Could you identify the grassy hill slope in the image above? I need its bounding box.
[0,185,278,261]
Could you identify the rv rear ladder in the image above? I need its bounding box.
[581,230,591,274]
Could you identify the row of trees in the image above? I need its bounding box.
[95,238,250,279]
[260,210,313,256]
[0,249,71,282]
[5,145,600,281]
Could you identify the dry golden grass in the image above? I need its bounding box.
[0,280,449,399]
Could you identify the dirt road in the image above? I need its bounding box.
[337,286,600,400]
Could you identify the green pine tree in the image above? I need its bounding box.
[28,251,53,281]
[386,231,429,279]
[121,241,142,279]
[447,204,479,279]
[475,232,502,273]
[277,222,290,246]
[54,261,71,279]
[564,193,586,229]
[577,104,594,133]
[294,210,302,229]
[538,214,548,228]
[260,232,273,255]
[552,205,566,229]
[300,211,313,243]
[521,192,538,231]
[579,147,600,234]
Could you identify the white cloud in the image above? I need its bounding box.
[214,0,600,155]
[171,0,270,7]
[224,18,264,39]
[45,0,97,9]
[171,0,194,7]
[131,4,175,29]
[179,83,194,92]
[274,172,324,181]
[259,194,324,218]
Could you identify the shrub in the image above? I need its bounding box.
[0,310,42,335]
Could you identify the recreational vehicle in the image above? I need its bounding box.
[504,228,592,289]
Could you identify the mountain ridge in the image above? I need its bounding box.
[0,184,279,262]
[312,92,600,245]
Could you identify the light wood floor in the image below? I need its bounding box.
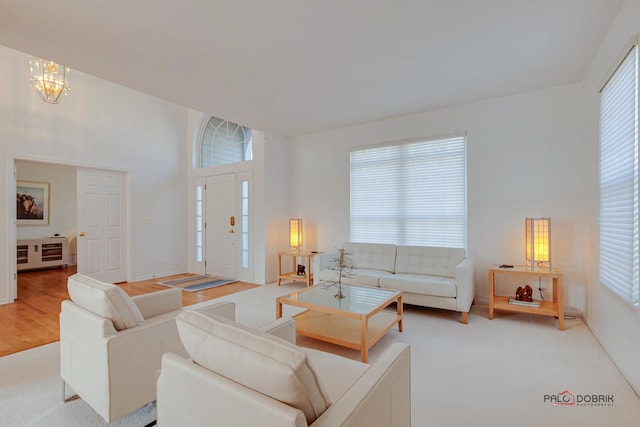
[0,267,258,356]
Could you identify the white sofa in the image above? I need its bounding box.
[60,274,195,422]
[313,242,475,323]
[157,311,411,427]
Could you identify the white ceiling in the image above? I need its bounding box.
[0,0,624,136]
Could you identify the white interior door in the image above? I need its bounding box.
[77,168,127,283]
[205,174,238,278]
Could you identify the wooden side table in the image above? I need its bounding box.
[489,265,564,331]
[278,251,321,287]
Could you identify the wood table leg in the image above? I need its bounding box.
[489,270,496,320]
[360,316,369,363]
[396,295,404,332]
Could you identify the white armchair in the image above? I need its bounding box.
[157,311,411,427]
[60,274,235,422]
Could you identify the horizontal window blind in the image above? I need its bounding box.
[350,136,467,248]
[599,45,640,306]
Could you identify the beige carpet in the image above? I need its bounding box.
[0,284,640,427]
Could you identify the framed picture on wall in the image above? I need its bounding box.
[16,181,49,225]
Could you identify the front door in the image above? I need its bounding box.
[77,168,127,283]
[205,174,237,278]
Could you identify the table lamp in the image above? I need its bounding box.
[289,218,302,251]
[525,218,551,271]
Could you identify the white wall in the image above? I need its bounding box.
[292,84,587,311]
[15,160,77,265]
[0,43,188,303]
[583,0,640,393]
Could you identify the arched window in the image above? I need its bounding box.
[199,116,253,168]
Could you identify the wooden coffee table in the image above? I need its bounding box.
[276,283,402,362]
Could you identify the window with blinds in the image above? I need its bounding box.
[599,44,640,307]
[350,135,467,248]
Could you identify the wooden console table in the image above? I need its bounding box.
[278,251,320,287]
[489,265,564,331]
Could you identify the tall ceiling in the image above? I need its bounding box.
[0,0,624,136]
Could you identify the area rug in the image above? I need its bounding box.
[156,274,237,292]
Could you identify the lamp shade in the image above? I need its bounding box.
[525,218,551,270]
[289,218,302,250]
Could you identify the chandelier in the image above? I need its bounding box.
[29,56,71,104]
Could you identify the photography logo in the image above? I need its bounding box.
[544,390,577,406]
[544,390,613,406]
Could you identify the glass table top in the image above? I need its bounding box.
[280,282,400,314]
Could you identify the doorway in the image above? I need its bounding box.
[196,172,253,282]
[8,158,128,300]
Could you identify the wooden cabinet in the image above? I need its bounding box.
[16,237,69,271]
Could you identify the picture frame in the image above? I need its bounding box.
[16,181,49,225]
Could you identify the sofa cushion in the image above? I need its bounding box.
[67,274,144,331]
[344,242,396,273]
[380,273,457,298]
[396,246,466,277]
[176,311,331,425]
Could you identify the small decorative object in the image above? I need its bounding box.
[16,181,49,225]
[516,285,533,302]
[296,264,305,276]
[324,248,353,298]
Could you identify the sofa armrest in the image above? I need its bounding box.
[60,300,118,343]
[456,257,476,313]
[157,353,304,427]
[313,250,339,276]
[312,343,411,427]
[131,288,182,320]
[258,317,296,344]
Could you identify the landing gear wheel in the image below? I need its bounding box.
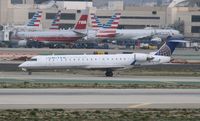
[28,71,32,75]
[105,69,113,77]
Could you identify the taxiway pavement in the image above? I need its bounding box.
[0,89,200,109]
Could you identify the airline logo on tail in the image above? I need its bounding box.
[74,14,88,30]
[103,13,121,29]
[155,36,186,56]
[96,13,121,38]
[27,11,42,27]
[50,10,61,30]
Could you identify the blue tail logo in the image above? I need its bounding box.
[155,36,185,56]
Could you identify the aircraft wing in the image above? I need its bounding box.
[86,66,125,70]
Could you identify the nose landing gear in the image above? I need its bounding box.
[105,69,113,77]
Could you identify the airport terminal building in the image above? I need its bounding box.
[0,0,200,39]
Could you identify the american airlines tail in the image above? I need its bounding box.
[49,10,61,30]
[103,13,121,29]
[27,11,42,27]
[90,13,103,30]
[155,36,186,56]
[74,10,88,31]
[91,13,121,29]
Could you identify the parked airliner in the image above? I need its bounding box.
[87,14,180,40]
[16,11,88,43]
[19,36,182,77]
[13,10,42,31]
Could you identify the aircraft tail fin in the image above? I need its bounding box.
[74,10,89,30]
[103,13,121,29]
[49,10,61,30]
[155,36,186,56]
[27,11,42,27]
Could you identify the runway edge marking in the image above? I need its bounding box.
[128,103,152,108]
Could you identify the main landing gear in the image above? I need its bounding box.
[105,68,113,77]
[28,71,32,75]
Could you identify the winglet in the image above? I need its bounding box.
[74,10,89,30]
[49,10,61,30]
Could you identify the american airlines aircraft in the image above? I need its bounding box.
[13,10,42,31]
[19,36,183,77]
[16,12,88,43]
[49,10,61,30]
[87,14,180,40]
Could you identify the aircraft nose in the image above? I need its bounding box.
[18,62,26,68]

---

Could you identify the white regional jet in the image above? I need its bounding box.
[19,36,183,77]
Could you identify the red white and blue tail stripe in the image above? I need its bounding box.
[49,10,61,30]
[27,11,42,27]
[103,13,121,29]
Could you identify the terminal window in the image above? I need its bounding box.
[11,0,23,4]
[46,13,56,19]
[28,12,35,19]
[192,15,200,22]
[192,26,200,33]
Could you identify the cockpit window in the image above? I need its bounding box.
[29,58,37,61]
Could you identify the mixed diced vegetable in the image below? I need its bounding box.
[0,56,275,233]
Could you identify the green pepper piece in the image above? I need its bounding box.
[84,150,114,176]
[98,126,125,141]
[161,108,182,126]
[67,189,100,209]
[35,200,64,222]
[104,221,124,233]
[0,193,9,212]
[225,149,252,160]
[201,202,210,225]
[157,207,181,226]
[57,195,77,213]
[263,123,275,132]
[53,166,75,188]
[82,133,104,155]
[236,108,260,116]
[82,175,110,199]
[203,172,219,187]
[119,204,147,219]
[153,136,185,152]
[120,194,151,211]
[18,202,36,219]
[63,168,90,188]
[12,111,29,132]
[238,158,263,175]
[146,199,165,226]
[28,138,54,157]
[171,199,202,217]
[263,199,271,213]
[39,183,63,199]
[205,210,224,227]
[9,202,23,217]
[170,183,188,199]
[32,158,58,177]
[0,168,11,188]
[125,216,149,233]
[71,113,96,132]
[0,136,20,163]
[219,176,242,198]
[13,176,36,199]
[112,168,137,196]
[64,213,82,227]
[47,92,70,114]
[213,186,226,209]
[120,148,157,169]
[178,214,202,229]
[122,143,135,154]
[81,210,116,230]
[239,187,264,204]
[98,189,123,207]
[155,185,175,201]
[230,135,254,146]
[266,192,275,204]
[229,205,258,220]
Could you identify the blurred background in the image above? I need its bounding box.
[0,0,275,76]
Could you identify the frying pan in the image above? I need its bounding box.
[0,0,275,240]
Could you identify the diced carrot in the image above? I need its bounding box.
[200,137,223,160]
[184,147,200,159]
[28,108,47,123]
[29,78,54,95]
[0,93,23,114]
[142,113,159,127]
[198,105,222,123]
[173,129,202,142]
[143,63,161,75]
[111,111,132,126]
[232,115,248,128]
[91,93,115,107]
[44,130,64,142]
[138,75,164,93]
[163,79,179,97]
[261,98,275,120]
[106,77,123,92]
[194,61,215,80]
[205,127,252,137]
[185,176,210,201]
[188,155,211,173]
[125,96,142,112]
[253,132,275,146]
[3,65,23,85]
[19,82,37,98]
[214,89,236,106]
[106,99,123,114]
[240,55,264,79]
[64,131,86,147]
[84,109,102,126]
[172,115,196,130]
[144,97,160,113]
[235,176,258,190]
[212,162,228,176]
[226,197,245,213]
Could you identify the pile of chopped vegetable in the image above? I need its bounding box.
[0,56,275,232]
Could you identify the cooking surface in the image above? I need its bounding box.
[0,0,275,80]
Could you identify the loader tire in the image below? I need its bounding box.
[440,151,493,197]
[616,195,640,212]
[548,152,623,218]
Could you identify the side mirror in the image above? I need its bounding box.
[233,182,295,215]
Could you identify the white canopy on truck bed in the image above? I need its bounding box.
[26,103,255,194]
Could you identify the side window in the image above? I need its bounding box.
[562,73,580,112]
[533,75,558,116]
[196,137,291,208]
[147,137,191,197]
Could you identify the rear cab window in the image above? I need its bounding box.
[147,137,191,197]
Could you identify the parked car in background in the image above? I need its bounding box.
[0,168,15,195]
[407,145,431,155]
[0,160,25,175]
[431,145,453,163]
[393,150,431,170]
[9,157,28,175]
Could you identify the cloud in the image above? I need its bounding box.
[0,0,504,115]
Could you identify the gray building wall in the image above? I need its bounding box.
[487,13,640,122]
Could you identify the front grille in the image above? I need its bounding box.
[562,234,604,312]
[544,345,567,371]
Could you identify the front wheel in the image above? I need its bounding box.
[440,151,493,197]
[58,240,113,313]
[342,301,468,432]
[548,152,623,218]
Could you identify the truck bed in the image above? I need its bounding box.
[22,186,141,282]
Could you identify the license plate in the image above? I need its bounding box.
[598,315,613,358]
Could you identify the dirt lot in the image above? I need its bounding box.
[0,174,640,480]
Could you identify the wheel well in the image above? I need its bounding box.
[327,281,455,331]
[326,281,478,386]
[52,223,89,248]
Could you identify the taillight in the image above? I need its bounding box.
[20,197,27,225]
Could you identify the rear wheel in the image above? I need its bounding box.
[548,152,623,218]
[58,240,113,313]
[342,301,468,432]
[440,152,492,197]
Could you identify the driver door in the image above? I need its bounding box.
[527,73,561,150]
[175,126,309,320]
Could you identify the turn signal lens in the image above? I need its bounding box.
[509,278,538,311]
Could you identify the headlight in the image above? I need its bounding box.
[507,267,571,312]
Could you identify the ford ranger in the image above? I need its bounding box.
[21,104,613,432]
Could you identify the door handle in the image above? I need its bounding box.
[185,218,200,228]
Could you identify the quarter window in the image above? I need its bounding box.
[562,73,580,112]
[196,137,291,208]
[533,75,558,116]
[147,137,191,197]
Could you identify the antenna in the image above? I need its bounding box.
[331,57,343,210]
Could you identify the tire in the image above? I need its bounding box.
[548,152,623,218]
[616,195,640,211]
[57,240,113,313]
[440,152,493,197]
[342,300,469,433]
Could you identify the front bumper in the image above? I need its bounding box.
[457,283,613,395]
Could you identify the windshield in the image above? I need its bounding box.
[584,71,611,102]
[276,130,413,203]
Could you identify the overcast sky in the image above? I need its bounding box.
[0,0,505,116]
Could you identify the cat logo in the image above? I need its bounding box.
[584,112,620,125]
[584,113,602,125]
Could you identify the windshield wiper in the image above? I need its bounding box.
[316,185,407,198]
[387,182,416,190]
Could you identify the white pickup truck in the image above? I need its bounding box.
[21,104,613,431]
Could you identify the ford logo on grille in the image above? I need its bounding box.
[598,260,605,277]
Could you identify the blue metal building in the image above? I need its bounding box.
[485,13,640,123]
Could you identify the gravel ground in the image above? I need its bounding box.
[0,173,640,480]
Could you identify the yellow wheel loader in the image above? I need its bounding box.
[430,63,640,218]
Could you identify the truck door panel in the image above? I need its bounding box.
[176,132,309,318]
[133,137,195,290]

- [GOAL OF THE EXERCISE]
Format as a JSON list of strings, one per line with blank lines omitted, the data beginning at the line containing "Could you identify the american airlines aircraft" and ending after the line containing "[18,62,26,68]".

- [WRITTEN REPLY]
[
  "Could you identify the american airlines aircraft in the image above? I need its bounding box.",
  "[13,10,42,31]",
  "[19,36,183,77]",
  "[16,12,88,43]",
  "[49,10,61,30]",
  "[87,14,180,40]",
  "Could you identify the aircraft nose in the image above? I need its bounding box.",
  "[18,62,26,68]"
]